§ Votre consigne
Rédigez la suite de l'entretien sur la surdité en reprenant juste après sa dernière phrase.

§ Texte à examiner
━━━
Depuis plusieurs années, Françoise Bettencourt-Meyers soutient activement l'Institut francilien d'implantation cochléaire (Ific), qui, sous l'autorité du Pr Bruno Frachet, travaille à développer une chirurgie novatrice au service des sourds. La surdité souffre, selon elle, d'un manque d'écho qui contribue à enfermer les malentendants dans des souffrances silencieuses. Elle présentait hier son livre de témoignages, Ensemble prêtons l'oreille, Expériences de surdités(1), au Festival du livre de Nice.
Pourquoi avez-vous décidé de mener ce combat contre la surdité ?
« J'ai eu la chance d'approcher beaucoup de personnes implantées. Elles m'ont raconté leurs souffrances passées. La surdité est un mal invisible, même pour les proches. L'illusion est permanente… Pour beaucoup de Français, le handicap auditif reste un tabou ; on ose dire qu'on voit mal, mais on hésite à confier que l'on est sourd comme un pot. »
Pourquoi un tel tabou ?
« L'image très ancrée dans les esprits de grands-parents portant un cornet acoustique ne facilite certainement pas les choses… »
Quid du dépistage ?
« Il reste insuffisant, et c'est très préjudiciable. La malentandance est l'antichambre de la surdité ; pour éviter cette issue, il faut la prendre en charge précocement. Et c'est ce que permet le dépistage. En composant un simple numéro de téléphone (0.892.790.791), on peut avoir, en moins de quatre minutes, un diagnostic. »
━━━
§ Les données
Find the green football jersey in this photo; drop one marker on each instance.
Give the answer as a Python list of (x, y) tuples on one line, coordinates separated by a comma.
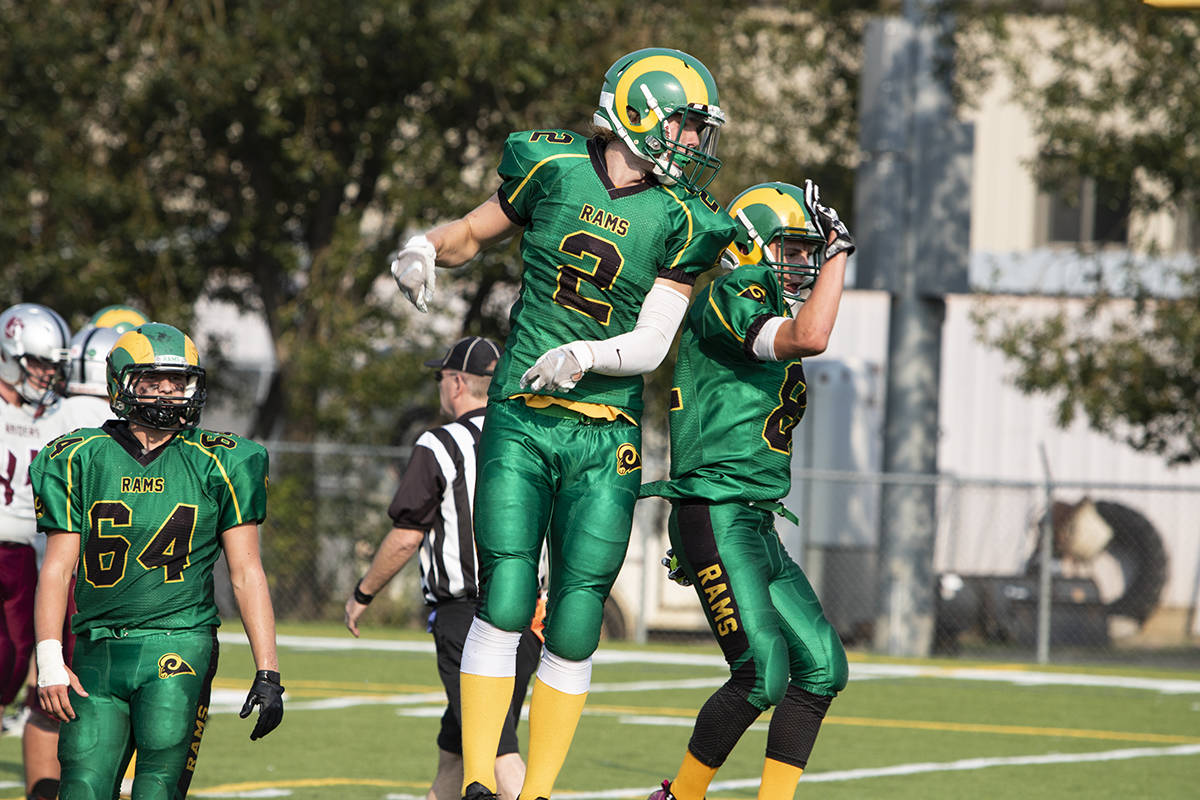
━━━
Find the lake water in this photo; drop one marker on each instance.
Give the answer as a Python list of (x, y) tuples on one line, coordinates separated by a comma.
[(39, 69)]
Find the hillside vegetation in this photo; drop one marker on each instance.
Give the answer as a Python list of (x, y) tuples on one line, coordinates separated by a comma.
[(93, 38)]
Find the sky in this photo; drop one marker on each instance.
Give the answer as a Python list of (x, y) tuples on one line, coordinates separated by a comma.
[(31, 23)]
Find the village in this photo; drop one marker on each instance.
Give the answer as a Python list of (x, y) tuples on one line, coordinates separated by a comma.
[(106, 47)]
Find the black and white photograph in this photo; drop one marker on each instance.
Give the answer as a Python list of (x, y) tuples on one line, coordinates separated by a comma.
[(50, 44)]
━━━
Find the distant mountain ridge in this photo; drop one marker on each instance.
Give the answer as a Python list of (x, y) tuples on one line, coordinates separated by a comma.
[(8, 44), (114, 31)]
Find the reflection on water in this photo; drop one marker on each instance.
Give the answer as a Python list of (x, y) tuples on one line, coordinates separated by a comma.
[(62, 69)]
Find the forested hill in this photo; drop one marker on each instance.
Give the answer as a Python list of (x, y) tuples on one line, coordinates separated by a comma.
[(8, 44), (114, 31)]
━━━
§ Résultat obtenu
Existe-t-il d'autres freins à la réhabilitation auditive ?
« Oui. Et ils sont nombreux. Il y a le manque de connaissance de son handicap, avec des symptômes qui arrivent sournoisement. Il y a aussi la peur du diagnostic, comme pour toutes les maladies. Il y a surtout le coût, bien trop élevé (1 700 € en moyenne pour une prothèse auditive) pour une majorité de Français, et très mal pris en charge par l'Assurance-maladie. Résultats : 5 millions de malentendants, parmi les 7,6 millions recensés, ne sont pas appareillés. Avec le risque bien identifié de perte d'autonomie, d'isolement, de dépression, de perte d'emploi même… Des personnes se sont ainsi fait licencier parce qu'elles n'entendaient rien ! »
Certaines personnes atteintes de surdité défendent une véritable culture des sourds et s'opposent à une implantation précoce des enfants sourds.
« Je peux le comprendre. La langue des signes est une très belle langue, qu'il faut protéger et conserver. Lorsqu'un enfant sourd naît dans une famille malentendante, il me semble normal qu'elle souhaite l'ouvrir à la langue des signes. Mais 95 % des enfants sourds naissent dans des familles entendantes. Et celles-ci doivent être informées de toutes les solutions disponibles pour que leur enfant vive au mieux son handicap. L'implant cochléaire a représenté, de ce point de vue, une véritable révolution. Mais il est important que l'enfant puisse en bénéficier très tôt, vers l'âge de 18 mois. »
Un mot sur la prévention ?
« Il faudrait mieux sensibiliser les jeunes aux risques auxquels ils s'exposent, via l'utilisation intensive des baladeurs en particulier. Savent-ils seulement que le seul remède à la déficience auditive liée au baladeur, c'est la prothèse ? Quand on est jeune, il est difficile de faire attention à tout… Mais davantage de recommandations serait utile. »
1. Disponible au Festival du livre. Les bénéfices sont reversés à l'Institut francilien d'implantation cochléaire (Ific).